Text excerpt:
Regulating shareholders to stimulate sustainable corporate behavior
Sustainability is vital to our society’s future, but it is becoming increasingly clear that many sustainability initiatives are deficient. Large corporations need stimuli to use their major potential for ensuring sustainability. Shareholders, with their controlling powers, can play an important role here. Whereas several regulatory initiatives focus on shareholder stewardship and sustainable investment, actual shareholder motives and impact are often unclear and controversial. This research project aims to investigate whether and how shareholder actions can really impact corporate sustainability in the Netherlands.
Introduction
In recent years, the pressure on companies to behave as responsible corporate citizens has increased significantly. In the (European) legislative developments to foster corporate sustainability, the focus has shifted from shareholder rights to shareholder obligations, with institutional investors as key players. Examples include the Revised Shareholder Rights Directive (SRD II), various national stewardship codes and the Sustainable Finance Disclosure Regulation (SFDR). The European premise is that sustainable finance is crucial for a sustainable economy and society. The financial sector must be able to allocate capital to sustainable investments and, moreover, the involvement of institutional investors would stimulate sustainable business. In this context, the European Taxonomy Regulation and the proposed Corporate Sustainability Reporting Directive (CSRD) provide the necessary reliable, comparable and verifiable sustainability information that enables investors to make more sustainable decisions.
Embryonic evidence
But whether and to what extent institutional investors can actually contribute to sustainable business is far from clear. While some authors argue for "investor-led sustainability" as the driving force to move the entire market toward sustainability, concerns about greenwashing practices by investors and companies in particular resonate. For example, signatories to the Principles for Responsible Investment (PRI) are not always committed to sustainability, and green investment funds are often indistinguishable from traditional funds.

Brief A:
Quote the shareholder regulation text in full, word for word.

Records for this task:
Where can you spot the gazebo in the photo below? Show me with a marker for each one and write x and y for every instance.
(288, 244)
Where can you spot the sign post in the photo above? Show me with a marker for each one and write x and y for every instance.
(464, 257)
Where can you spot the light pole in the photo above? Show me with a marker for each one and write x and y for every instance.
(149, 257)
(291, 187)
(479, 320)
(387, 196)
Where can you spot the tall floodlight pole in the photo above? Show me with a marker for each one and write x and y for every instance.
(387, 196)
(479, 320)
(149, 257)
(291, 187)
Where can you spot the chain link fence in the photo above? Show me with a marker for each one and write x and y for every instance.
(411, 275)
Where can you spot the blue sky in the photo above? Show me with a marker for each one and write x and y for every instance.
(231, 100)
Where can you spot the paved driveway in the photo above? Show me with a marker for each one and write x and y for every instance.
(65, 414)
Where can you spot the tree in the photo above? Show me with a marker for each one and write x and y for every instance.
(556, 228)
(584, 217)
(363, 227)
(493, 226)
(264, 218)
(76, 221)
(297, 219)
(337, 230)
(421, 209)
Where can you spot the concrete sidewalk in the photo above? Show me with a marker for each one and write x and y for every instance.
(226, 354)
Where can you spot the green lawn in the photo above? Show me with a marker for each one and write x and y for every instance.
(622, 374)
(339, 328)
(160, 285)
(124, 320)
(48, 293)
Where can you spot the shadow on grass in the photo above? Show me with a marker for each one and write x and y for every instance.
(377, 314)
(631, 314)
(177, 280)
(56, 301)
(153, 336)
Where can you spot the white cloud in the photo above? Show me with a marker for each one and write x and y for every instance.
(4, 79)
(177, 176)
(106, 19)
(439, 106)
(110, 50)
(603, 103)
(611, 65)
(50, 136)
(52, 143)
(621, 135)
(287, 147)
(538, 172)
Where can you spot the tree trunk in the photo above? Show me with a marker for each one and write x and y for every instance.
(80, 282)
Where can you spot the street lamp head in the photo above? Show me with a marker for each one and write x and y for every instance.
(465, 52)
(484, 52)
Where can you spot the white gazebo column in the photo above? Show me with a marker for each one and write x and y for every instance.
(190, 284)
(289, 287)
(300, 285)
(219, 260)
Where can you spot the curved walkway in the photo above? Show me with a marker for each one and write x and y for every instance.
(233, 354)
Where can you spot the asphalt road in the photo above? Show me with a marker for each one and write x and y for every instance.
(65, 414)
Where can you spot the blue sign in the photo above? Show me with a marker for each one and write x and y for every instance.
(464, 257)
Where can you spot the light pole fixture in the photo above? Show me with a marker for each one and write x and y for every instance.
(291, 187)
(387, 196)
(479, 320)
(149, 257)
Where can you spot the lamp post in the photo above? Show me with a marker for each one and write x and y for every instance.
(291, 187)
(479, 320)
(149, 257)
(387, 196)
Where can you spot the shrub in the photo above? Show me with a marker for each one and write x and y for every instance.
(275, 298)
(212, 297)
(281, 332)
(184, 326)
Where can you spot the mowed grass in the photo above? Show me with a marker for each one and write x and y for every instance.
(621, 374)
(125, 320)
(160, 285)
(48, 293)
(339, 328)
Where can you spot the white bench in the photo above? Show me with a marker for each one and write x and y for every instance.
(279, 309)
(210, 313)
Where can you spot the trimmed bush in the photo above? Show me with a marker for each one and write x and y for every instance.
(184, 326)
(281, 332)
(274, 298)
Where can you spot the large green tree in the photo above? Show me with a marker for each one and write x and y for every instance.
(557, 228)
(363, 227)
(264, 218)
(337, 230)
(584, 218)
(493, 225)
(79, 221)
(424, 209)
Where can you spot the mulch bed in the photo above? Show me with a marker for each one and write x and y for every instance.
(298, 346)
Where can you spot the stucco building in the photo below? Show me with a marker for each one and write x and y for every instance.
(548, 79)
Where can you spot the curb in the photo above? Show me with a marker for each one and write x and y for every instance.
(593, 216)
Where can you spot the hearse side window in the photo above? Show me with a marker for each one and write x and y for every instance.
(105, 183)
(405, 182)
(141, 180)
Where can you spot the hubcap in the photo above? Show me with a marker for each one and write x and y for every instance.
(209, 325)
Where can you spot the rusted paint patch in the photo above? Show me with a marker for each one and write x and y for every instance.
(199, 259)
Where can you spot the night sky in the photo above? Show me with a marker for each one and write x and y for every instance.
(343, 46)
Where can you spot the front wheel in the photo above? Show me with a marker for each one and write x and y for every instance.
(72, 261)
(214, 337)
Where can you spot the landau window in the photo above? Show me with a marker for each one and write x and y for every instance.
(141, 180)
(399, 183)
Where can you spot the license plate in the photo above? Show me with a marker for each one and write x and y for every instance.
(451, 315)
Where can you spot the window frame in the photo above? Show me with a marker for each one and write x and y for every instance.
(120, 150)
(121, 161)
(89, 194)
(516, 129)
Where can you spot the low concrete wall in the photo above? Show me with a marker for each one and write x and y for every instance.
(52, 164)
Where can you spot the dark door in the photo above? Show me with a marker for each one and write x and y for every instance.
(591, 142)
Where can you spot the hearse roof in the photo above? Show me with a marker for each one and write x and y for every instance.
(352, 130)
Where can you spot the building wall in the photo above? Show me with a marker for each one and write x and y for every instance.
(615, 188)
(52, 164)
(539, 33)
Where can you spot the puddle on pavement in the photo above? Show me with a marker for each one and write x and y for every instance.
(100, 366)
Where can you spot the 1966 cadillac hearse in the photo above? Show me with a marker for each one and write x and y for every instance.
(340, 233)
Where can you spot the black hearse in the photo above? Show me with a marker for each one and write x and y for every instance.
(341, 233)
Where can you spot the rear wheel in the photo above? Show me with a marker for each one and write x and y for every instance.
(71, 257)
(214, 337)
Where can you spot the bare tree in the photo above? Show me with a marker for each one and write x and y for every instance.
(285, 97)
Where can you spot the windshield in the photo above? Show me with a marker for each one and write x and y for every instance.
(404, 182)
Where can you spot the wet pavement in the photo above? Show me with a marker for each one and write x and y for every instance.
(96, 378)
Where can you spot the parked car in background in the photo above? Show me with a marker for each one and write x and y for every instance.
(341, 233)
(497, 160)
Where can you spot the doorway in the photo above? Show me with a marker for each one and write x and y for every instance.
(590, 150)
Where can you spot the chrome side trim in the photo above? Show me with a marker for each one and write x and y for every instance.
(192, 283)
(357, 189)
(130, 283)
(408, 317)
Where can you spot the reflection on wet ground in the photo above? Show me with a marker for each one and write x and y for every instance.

Brief B:
Show every line of the entries that contains the string "grass", with case counting.

Complete response A:
Regulating shareholders to stimulate sustainable corporate behavior
Sustainability is vital to our society’s future, but it is becoming increasingly clear that many sustainability initiatives are deficient. Large corporations need stimuli to use their major potential for ensuring sustainability. Shareholders, with their controlling powers, can play an important role here. Whereas several regulatory initiatives focus on shareholder stewardship and sustainable investment, actual shareholder motives and impact are often unclear and controversial. This research project aims to investigate whether and how shareholder actions can really impact corporate sustainability in the Netherlands.
Introduction
In recent years, the pressure on companies to behave as responsible corporate citizens has increased significantly. In the (European) legislative developments to foster corporate sustainability, the focus has shifted from shareholder rights to shareholder obligations, with institutional investors as key players. Examples include the Revised Shareholder Rights Directive (SRD II), various national stewardship codes and the Sustainable Finance Disclosure Regulation (SFDR). The European premise is that sustainable finance is crucial for a sustainable economy and society. The financial sector must be able to allocate capital to sustainable investments and, moreover, the involvement of institutional investors would stimulate sustainable business. In this context, the European Taxonomy Regulation and the proposed Corporate Sustainability Reporting Directive (CSRD) provide the necessary reliable, comparable and verifiable sustainability information that enables investors to make more sustainable decisions.
Embryonic evidence
But whether and to what extent institutional investors can actually contribute to sustainable business is far from clear. While some authors argue for "investor-led sustainability" as the driving force to move the entire market toward sustainability, concerns about greenwashing practices by investors and companies in particular resonate. For example, signatories to the Principles for Responsible Investment (PRI) are not always committed to sustainability, and green investment funds are often indistinguishable from traditional funds.

Complete response B:
Where can you spot the shadow on grass in the photo above? Show me with a marker for each one and write x and y for every instance.
Where can you spot the mowed grass in the photo above? Show me with a marker for each one and write x and y for every instance.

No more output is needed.